Texte extrait:
Gastronomie
La clarté « haute-cuisine » de Pilgrim
05 NOVEMBRE . 2018
On a beaucoup vanté, ici et ailleurs, le talent de ces chefs japonais revivifiant la gastronomie hexagonale de leur technicité irréprochable et de leurs influences lointaines. Même si, franchement, on s’est pas mal ennuyé chez certains d’entre eux. Chez Pilgrim en revanche, pas le moindre bâillement mais du bonheur doré sur tranche. Mise en lumière.
Thierry Richard
(Texte et photographies)
Il faut monter quelques marches. La vaste cuisine ouverte, organisée autour d’un immense ilôt central comme un carré au long cours, surplombent la salle aux tonalités scandinaves. Tables de bois clair bien espacées, grands traits de lumière du jour, sièges architecturés Copenhague années 50, minimalisme décoratif et quelques orchidées blanches pour la sophistication : voilà pour les bancs des spectateurs.

Données enregistrées:
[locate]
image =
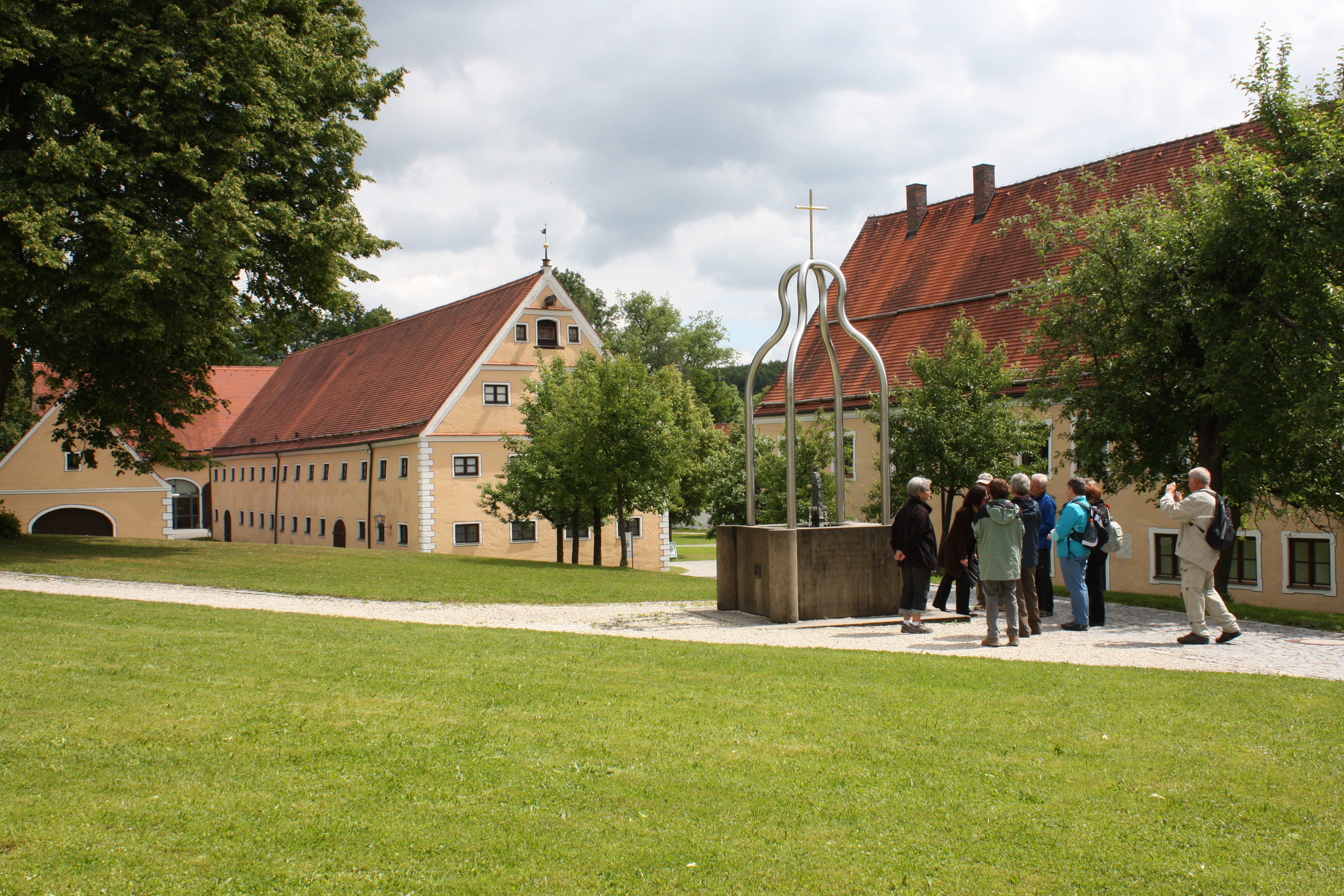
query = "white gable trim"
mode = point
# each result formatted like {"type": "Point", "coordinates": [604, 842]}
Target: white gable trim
{"type": "Point", "coordinates": [546, 280]}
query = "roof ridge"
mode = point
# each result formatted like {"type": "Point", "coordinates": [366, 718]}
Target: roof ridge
{"type": "Point", "coordinates": [411, 318]}
{"type": "Point", "coordinates": [1073, 168]}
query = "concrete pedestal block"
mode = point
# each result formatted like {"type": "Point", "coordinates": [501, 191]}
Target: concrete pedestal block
{"type": "Point", "coordinates": [828, 573]}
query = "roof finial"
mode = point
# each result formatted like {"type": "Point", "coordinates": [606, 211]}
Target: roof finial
{"type": "Point", "coordinates": [811, 209]}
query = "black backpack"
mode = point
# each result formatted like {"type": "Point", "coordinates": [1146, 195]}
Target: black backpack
{"type": "Point", "coordinates": [1221, 535]}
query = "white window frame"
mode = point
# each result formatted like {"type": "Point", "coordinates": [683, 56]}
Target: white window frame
{"type": "Point", "coordinates": [1260, 562]}
{"type": "Point", "coordinates": [1287, 563]}
{"type": "Point", "coordinates": [1152, 557]}
{"type": "Point", "coordinates": [537, 328]}
{"type": "Point", "coordinates": [467, 476]}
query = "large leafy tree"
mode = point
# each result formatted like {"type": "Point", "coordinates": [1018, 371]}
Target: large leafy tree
{"type": "Point", "coordinates": [1205, 324]}
{"type": "Point", "coordinates": [959, 422]}
{"type": "Point", "coordinates": [166, 171]}
{"type": "Point", "coordinates": [654, 331]}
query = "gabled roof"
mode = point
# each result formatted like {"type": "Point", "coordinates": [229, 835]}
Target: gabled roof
{"type": "Point", "coordinates": [378, 385]}
{"type": "Point", "coordinates": [905, 294]}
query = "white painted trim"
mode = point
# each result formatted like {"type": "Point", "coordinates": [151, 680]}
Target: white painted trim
{"type": "Point", "coordinates": [78, 507]}
{"type": "Point", "coordinates": [1320, 537]}
{"type": "Point", "coordinates": [1152, 557]}
{"type": "Point", "coordinates": [1260, 562]}
{"type": "Point", "coordinates": [508, 389]}
{"type": "Point", "coordinates": [468, 476]}
{"type": "Point", "coordinates": [29, 434]}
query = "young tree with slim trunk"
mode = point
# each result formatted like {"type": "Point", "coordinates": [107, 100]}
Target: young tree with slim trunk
{"type": "Point", "coordinates": [168, 170]}
{"type": "Point", "coordinates": [1205, 327]}
{"type": "Point", "coordinates": [959, 422]}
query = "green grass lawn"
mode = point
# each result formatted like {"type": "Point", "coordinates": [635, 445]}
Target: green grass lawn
{"type": "Point", "coordinates": [157, 749]}
{"type": "Point", "coordinates": [377, 575]}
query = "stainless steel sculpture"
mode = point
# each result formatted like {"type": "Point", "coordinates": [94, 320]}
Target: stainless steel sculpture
{"type": "Point", "coordinates": [806, 272]}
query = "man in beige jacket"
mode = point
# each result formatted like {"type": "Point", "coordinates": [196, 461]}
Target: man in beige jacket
{"type": "Point", "coordinates": [1198, 559]}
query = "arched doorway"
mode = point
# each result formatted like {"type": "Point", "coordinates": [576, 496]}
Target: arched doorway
{"type": "Point", "coordinates": [73, 521]}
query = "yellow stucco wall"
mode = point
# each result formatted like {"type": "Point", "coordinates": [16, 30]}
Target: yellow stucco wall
{"type": "Point", "coordinates": [1131, 569]}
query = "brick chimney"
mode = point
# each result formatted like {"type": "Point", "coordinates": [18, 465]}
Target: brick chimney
{"type": "Point", "coordinates": [983, 181]}
{"type": "Point", "coordinates": [917, 206]}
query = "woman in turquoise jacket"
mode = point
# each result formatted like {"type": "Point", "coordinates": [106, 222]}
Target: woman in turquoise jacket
{"type": "Point", "coordinates": [1073, 555]}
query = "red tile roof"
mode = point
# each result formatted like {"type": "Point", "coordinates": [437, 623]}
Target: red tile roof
{"type": "Point", "coordinates": [916, 288]}
{"type": "Point", "coordinates": [380, 385]}
{"type": "Point", "coordinates": [237, 386]}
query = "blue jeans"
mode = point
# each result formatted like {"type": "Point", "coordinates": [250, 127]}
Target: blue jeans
{"type": "Point", "coordinates": [1074, 570]}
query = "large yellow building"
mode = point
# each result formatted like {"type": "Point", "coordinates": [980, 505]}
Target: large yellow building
{"type": "Point", "coordinates": [909, 276]}
{"type": "Point", "coordinates": [382, 440]}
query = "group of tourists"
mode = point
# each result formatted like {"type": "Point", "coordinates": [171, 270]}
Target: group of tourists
{"type": "Point", "coordinates": [1000, 539]}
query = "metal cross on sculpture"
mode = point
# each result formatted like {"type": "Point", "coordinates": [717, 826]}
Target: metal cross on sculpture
{"type": "Point", "coordinates": [814, 269]}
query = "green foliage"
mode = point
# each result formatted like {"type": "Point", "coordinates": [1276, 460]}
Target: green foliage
{"type": "Point", "coordinates": [268, 340]}
{"type": "Point", "coordinates": [10, 524]}
{"type": "Point", "coordinates": [1206, 327]}
{"type": "Point", "coordinates": [608, 437]}
{"type": "Point", "coordinates": [766, 375]}
{"type": "Point", "coordinates": [590, 301]}
{"type": "Point", "coordinates": [167, 170]}
{"type": "Point", "coordinates": [959, 422]}
{"type": "Point", "coordinates": [654, 331]}
{"type": "Point", "coordinates": [157, 750]}
{"type": "Point", "coordinates": [359, 574]}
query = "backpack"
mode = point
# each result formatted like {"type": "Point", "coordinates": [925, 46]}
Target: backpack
{"type": "Point", "coordinates": [1115, 538]}
{"type": "Point", "coordinates": [1221, 535]}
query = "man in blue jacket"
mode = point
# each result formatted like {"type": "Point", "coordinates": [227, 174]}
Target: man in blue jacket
{"type": "Point", "coordinates": [1045, 586]}
{"type": "Point", "coordinates": [1073, 555]}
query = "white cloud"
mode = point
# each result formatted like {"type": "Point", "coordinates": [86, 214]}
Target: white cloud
{"type": "Point", "coordinates": [667, 144]}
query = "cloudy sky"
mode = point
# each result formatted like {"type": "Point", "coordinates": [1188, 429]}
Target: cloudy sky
{"type": "Point", "coordinates": [666, 144]}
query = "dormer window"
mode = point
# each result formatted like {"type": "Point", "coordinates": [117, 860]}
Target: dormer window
{"type": "Point", "coordinates": [548, 335]}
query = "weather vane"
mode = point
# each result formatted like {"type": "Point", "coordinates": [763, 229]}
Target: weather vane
{"type": "Point", "coordinates": [811, 209]}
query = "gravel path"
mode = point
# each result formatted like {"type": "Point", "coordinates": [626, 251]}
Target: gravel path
{"type": "Point", "coordinates": [1135, 636]}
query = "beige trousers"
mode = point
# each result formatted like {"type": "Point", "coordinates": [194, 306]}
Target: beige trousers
{"type": "Point", "coordinates": [1197, 589]}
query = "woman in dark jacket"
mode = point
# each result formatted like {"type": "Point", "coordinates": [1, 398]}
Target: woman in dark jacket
{"type": "Point", "coordinates": [959, 550]}
{"type": "Point", "coordinates": [1096, 574]}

Travail demandé:
a) D'après l'article sur Pilgrim, quel style ont les sièges de la salle ?
b) Comptez les lignes des données qui contiennent le mot « vane ». Donnez uniquement ce nombre.

Réponses attendues:
a) Ce sont des sièges architecturés Copenhague années 50.

b) 2